### TEXTO FORNECIDO
As decisões finais da Justiça vão dizer, em futuro mais ou menos próximo, se a denúncia contra Lula perante o juízo da 13ª Vara Criminal Federal em Curitiba foi uma boa ou uma má notícia para o ex-presidente

Por Branca Nunes Atualizado em 30 jul 2020, 21h41 - Publicado em 1 out 2016, 17h33

Publicado na edição impressa de VEJA

Está em circulação, após receber usinagem na manufatura nacional de verdades pré-moldadas, a mais recente estimativa sobre o futuro político do ex-presidente Lula — a grande pergunta a ser respondida hoje na política brasileira, em sequência à agonia, óbito e enterro da Presidência de Dilma Rousseff. Parece tratar-se de um futuro promissor. Levando em conta o grosso do que foi dito a respeito até o momento, a denúncia por crimes de corrupção e lavagem de dinheiro apresentada contra Lula pela Procuradoria-Geral da República em Curitiba está sendo uma boa notícia para o ex-presidente; quem arrumou um problema para si foram os procuradores. De acordo com a visão que acaba de ser laminada e se encontra à disposição dos consumidores, a acusação enfiou o pé numa imensa jaca. Sua denúncia, que acaba de ser aceita pelo juiz Sergio Moro e põe Lula na posição de réu, sujeito a ir para a cadeia, foi descrita como tecnicamente arruinada, amadora, inepta, sem provas, grosseira e burra. Lula, como resultado disso, teria sido automaticamente beneficiado; diante de uma acusação como a que foi feita, ganhou de graça o papel de Jesus Cristo, o único que aceita desde o começo de suas desventuras com o Código Penal, e acabará sendo absolvido, pelo próprio Moro ou pelos tribunais superiores. Em seguida, disputará a Presidência da República em 2018 e será eleito para mais oito anos.

### LISTAGEM
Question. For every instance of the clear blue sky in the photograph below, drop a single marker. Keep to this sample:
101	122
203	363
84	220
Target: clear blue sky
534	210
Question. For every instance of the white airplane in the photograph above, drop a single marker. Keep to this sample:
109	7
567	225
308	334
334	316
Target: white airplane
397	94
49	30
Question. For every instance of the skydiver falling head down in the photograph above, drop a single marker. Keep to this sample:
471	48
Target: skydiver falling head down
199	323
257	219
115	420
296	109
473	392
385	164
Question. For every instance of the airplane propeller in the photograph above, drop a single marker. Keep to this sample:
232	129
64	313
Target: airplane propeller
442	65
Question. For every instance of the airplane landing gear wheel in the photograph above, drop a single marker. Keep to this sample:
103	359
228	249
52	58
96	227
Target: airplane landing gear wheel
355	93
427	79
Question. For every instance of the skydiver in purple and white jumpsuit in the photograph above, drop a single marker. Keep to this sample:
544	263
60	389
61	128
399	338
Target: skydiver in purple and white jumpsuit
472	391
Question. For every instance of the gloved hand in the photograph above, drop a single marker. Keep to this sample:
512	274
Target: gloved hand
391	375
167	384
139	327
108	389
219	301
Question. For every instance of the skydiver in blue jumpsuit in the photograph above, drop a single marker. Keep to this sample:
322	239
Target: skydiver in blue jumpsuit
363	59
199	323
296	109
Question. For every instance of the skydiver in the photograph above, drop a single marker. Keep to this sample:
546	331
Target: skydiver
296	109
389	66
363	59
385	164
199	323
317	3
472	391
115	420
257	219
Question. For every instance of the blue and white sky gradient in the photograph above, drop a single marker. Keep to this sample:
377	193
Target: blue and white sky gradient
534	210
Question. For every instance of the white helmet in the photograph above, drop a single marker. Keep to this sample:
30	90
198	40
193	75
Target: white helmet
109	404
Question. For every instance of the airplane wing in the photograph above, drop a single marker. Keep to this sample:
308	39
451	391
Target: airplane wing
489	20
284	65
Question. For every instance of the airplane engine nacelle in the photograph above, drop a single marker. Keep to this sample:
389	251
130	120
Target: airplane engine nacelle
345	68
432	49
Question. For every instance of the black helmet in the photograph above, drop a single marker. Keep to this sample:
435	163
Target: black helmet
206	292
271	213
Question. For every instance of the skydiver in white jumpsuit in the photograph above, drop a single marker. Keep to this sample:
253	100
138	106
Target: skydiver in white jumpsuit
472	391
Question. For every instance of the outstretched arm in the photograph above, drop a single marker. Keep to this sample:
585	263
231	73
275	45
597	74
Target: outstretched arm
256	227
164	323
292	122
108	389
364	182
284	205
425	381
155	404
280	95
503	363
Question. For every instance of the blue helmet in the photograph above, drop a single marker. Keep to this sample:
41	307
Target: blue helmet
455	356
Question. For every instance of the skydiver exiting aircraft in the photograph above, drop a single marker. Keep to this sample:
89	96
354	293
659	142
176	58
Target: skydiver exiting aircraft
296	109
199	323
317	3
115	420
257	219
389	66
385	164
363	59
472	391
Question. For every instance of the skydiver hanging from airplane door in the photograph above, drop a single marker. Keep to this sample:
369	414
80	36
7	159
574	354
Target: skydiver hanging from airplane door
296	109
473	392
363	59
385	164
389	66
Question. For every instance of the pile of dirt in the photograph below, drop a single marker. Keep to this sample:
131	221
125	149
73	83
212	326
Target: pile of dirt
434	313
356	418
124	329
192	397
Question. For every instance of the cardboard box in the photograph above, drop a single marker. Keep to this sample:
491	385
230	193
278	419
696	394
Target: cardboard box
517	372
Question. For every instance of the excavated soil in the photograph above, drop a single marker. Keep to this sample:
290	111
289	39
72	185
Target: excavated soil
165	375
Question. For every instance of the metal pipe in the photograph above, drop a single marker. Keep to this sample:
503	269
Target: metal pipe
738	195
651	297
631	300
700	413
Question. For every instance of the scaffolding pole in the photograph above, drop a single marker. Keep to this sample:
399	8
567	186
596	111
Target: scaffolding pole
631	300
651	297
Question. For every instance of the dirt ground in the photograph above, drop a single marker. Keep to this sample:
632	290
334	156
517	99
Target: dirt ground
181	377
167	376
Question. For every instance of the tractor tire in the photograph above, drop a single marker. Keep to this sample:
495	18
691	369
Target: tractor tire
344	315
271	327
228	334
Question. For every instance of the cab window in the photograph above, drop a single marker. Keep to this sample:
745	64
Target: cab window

### TAREFA A
No texto sobre a denúncia contra Lula, enumere todas as qualificações atribuídas à denúncia na frase iniciada por "Sua denúncia, que acaba de ser aceita pelo juiz Sergio Moro".
### TAREFA B
Retome o texto sobre a denúncia contra Lula a partir do ponto em que ele termina.
A listagem não tem papel algum nesta atividade.

### RESPOSTA ESPERADA A
- tecnicamente arruinada
- amadora
- inepta
- sem provas
- grosseira
- burra

### RESPOSTA ESPERADA B
Se ele mesmo, Lula, acredita ou não nisso tudo é coisa em aberto. As decisões finais da Justiça vão dizer, em futuro mais ou menos próximo, se a denúncia contra Lula perante o juízo da 13ª Vara Criminal Federal em Curitiba foi uma boa ou uma má notícia para o ex-presidente — e quem, afinal, está com a vida complicada, se são os procuradores, transformados em saco de pancada da imprensa, ou se é ele, transformado em réu. O que se pode afirmar com certeza, desde já, são duas coisas distintas. A primeira é que a denúncia, vista por muita gente como um espetáculo de auditório e não como um ato jurídico, ficou perfeitamente de pé — tanto que foi aceita e será julgada por Moro. Seu propósito foi agredir Lula, sem dúvida. Mas, do ponto de vista técnico, os procuradores têm provas de todas as acusações que fizeram; os fatos em relação aos quais não têm provas simplesmente não foram objeto de denúncia. Em segundo lugar, coloca-se finalmente em julgamento perante a lei penal um fato que aconteceu na vida real, sem a mínima dúvida, e que envenena a honra do ex-presidente desde o primeiro minuto dessa história: Lula recebeu milhões de reais de empreiteiras de obras públicas com as quais seu governo teve relações diretas. Não foi “contribuição de campanha”, “doação para o partido”, ou coisa parecida. Foi dinheiro mesmo, pago a ele pessoalmente ou através do instituto que dirige. Não há força capaz de mudar isso.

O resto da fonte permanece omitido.